#### TASK:
Continue the text about the 2011 Sawyerville–Eoline tornado from the point where it stops, disregarding the entries that follow it.

[TEXT]

2011 Sawyerville–Eoline tornado
- The long-track tornado seen from Tishabee

Meteorological history
- Formed: April 27, 2011, 5:30 p.m. CDT (UTC−05:00)
- Dissipated: April 27, 2011, 6:55 p.m. CDT (UTC−05:00)
- Duration: 1 hour, 25 minutes

EF3 tornado
- on the Enhanced Fujita scale
- Highest winds: 145 mph (233 km/h)

Overall effects
- Fatalities: 7
- Injuries: 52
- Part of the 2011 Super Outbreak and Tornadoes of 2011

= 2011 Sawyerville–Eoline tornado =

2011 EF3 tornado in Alabama, U.S.

On the afternoon of April 27, 2011, a large, long-tracked, and destructive EF3 tornado, known as the Sawyerville–Eoline tornado, moved across Central Alabama, in the United States, moving through areas near numerous towns along its 72.1 mi track, including Tishabee, Sawyerville, Havana and Eoline. The tornado killed seven, injured 52, and impacted hundreds of structures. It occurred as part of the largest tornado outbreak in modern history, and was one of 21 EF3-rated tornadoes to be confirmed that day.

The tornado first touched down in Greene County, immediately producing EF2-rated damage to areas directly northwest of Tishabee. Damage was inflicted to several structures and trees as the tornado moved into the Sawyerville area, where EF3 damage was inflicted to more structures. The tornado maintained a wide and long swath of EF3 intensity at its center as it hit Eoline. The tornado would gradually weaken before lifting east of West Blocton. The tornado devastated areas in Central Alabama which it impacted; seven people were killed. The tornado had maximum estimated windspeeds of 145 mph, classifying it as an EF3 tornado on the Enhanced Fujita scale.

[/TEXT]
[INFORMATION SUPPLIED]

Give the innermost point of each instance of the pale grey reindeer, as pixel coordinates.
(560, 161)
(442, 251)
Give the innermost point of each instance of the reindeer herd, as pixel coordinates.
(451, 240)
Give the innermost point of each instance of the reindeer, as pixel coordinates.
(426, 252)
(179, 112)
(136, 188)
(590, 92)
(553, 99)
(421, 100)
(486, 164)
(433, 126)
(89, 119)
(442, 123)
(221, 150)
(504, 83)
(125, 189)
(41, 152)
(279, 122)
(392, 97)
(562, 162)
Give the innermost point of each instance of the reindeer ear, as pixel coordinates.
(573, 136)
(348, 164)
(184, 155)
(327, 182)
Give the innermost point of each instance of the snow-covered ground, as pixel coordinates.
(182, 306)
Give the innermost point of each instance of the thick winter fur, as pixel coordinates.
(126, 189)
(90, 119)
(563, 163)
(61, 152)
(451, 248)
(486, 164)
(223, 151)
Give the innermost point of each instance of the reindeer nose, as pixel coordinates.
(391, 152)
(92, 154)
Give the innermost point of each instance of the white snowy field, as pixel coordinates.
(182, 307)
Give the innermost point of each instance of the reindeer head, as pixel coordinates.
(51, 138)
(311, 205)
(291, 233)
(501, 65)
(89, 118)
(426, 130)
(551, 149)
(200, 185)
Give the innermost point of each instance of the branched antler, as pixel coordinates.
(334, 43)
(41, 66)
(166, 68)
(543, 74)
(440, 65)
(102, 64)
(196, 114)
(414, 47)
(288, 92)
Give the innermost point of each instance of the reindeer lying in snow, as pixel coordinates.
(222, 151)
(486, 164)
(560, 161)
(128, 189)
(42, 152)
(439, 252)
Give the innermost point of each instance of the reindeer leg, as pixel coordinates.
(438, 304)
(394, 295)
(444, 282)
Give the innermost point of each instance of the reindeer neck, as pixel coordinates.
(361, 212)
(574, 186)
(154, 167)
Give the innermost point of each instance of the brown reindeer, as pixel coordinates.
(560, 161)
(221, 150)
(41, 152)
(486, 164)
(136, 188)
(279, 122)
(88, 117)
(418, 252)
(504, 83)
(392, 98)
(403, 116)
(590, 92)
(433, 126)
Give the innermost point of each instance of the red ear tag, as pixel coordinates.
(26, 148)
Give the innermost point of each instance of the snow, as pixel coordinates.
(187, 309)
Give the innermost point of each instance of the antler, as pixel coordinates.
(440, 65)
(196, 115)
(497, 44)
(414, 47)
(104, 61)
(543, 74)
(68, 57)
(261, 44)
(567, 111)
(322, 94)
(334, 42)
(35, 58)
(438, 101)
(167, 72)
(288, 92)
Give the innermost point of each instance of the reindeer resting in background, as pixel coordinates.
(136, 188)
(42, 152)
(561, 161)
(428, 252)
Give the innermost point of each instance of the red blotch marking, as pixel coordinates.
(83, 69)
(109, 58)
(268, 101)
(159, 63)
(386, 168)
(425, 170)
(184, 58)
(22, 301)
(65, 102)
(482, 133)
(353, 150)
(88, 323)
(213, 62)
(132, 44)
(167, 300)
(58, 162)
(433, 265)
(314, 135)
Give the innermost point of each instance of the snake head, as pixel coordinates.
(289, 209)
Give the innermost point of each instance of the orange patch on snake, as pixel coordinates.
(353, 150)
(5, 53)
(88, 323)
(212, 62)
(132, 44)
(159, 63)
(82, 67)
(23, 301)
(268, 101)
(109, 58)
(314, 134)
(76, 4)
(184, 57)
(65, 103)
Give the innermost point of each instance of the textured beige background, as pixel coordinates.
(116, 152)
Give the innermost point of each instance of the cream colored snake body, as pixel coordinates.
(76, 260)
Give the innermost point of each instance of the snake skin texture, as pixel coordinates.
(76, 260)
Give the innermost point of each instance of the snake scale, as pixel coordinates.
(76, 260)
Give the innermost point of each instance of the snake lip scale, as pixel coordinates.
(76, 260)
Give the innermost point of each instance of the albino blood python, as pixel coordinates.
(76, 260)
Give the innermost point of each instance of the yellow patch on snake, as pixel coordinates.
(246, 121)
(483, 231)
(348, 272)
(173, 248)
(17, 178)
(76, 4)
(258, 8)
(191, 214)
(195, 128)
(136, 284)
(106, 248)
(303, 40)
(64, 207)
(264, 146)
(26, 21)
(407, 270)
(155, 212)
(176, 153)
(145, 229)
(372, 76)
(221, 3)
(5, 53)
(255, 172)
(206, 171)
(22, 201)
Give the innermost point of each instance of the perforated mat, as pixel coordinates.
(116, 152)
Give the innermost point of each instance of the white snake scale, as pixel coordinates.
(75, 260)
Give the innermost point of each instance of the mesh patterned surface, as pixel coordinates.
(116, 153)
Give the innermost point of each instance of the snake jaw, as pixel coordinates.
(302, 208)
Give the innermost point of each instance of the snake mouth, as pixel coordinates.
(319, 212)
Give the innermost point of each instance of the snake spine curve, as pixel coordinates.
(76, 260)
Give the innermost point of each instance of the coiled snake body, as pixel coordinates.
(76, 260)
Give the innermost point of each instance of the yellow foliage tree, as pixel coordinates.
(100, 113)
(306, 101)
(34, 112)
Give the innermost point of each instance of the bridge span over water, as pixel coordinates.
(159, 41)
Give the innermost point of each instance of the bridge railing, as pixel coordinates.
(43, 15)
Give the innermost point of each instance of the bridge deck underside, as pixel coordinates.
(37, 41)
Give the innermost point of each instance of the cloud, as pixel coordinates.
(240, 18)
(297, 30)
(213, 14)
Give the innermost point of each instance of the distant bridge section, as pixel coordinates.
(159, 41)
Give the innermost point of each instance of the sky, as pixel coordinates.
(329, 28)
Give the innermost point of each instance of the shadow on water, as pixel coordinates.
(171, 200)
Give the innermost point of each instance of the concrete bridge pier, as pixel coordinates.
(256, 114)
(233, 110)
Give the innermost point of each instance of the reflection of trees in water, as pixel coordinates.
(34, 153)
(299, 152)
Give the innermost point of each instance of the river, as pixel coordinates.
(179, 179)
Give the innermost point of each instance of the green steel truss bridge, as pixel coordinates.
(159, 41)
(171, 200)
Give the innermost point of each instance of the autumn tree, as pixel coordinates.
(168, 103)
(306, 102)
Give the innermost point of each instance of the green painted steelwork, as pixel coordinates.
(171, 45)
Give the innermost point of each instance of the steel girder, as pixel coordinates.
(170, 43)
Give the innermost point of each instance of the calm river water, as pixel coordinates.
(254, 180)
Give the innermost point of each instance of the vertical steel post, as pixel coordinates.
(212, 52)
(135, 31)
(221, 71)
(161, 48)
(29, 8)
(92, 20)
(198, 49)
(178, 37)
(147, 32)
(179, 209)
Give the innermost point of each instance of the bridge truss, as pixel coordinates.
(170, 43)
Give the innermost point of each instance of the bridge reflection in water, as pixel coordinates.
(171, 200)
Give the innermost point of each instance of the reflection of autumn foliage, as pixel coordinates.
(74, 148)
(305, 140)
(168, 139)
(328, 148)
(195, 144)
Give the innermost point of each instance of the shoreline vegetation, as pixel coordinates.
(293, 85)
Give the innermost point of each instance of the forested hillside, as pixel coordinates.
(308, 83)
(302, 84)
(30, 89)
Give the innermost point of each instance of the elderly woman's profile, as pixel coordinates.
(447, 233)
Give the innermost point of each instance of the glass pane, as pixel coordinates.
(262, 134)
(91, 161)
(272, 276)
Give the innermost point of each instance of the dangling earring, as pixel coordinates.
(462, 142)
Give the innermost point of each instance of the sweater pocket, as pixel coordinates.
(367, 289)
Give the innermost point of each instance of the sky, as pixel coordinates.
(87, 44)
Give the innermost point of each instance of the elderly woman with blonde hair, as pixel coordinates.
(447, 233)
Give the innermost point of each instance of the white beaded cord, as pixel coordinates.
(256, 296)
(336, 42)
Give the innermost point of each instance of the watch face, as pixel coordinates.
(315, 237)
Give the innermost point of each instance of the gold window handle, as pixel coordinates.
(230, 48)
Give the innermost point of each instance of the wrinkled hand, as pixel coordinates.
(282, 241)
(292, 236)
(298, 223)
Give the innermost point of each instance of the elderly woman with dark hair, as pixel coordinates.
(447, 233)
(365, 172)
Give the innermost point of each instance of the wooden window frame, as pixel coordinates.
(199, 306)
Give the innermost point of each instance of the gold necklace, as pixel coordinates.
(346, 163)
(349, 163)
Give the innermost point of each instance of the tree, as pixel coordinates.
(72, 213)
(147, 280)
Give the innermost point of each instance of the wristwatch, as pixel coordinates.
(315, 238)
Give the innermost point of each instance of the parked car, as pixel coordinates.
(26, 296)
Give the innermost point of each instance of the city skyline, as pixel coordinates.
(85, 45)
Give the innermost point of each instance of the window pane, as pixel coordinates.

[/INFORMATION SUPPLIED]

#### RESULT:
==Meteorological synopsis==

===Setup===
The environmental conditions leading up to the 2011 Super Outbreak were among the "most conducive to violent tornadoes ever documented". On April 25, a vigorous upper-level shortwave trough moved into the Southern Plains states. Ample instability, low-level moisture, and wind shear all fueled a significant tornado outbreak from Texas to Tennessee; at least 64 tornadoes touched down on this day. An area of low pressure consolidated over Texas on April 26 and traveled east while the aforementioned shortwave trough traversed the Mississippi and Ohio River valleys. Another 50 tornadoes touched down on this day. The multi-day outbreak culminated on April 27 with the most violent day of tornadic activity since the 1974 Super Outbreak. Multiple episodes of tornadic activity ensued with two waves of mesoscale convective systems in the morning hours followed by a widespread outbreak of supercells from Mississippi to North Carolina during the afternoon into the evening.

Tornadic activity on April 27 was precipitated by a 995 mbar (hPa; 29.39 inHg) surface low situated over Kentucky and a deep, negatively tilted (aligned northwest to southeast) trough over Arkansas and Louisiana. A strong southwesterly surface jet intersected these systems at a 60° angle, an ageostrophic flow that led to storm-relative helicity values in excess of 500 m^{2}s^{−2}—indicative of extreme wind shear and a very high potential for rotating updrafts within supercells. Ample moisture from the Gulf of Mexico was brought north across the Deep South, leading to daytime high temperatures of 25 to 27 C and dewpoints of 19 to 22 C. Furthermore, convective available potential energy (CAPE) values reached 2,500–3,000 J/kg^{−1}.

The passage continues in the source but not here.